INSTRUCTION 1 >>
Pick out every line in the records below that contains the word "book" and copy each one out.

PASSAGE TO READ >>
▬▬▬▬▬▬▬▬▬▬

Execution layer 200 may also receive test data from test data storage 222, either via requirement management layer 210, or directly from test data storage 222.
According to some embodiments, inference component 201 may be responsible for receiving the data from test data storage 222, and inputting the data into ML model 240 to calculate an output using ML model 240 (i.e., inference).
According to some embodiments, unit test component 202 may be responsible for performing a unit test on ML model 240. Specifically, the unit test may evaluate the result of the output from the ML model 240 obtained during the inference process performed using inference component 201 on ML model 240. Metrics about the performance of the ML model 240 may be obtained using unit test component 202.
Requirements management layer 210 may be provided. Requirements management layer 210 may be responsible for interpreting the files stored in the storage layer (such as Requirements as Code (RAC) files 1, 2 . . . . N (221-1, 221-2, 221-N . . . )) or the test data from test data storage 222. Based on the interpretation of the RAC files, requirement management layer 210 may send instructions to execution layer 200 to execute the ML evaluation.

▬▬▬▬▬▬▬▬▬▬

INSTRUCTION 2 >>
From the passage on machine learning model testing, reproduce word for word the stretch starting with "According to some embodiments, inference" and going on through "240 (i.e., inference).".

EXERCISE INPUT >>

▬▬▬▬▬▬▬▬▬▬

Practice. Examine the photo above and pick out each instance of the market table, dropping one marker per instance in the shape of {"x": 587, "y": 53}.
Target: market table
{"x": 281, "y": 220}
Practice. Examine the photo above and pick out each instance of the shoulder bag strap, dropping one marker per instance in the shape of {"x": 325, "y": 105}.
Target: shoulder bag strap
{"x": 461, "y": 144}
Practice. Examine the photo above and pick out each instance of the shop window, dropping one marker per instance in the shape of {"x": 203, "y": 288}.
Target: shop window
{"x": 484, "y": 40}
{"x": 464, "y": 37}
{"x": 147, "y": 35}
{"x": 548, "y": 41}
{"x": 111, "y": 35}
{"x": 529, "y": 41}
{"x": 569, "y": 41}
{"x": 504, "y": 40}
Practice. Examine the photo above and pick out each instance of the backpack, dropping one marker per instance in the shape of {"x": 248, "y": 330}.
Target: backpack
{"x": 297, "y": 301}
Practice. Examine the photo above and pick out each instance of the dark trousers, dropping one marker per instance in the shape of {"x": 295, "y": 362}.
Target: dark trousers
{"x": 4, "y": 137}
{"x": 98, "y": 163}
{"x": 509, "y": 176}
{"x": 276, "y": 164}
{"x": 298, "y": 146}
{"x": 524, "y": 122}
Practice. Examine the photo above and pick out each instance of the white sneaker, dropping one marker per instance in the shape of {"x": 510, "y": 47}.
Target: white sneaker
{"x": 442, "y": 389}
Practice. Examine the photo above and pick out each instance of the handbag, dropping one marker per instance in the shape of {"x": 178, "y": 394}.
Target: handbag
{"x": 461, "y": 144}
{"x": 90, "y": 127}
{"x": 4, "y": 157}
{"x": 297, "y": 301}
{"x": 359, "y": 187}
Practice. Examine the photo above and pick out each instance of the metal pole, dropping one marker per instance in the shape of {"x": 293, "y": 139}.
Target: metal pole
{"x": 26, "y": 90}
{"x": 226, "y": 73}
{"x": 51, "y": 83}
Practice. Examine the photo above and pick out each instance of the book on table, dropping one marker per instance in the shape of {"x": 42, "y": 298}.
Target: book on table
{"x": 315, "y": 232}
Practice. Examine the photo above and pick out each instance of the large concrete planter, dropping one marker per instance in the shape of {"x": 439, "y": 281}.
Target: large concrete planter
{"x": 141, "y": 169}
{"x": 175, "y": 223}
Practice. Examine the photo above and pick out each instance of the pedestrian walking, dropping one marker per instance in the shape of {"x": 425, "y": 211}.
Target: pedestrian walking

▬▬▬▬▬▬▬▬▬▬

TASK OUTPUT 1 >>
Practice. Examine the photo above and pick out each instance of the book on table, dropping one marker per instance in the shape of {"x": 42, "y": 298}.
Target: book on table

TASK OUTPUT 2 >>
According to some embodiments, inference component 201 may be responsible for receiving the data from test data storage 222, and inputting the data into ML model 240 to calculate an output using ML model 240 (i.e., inference).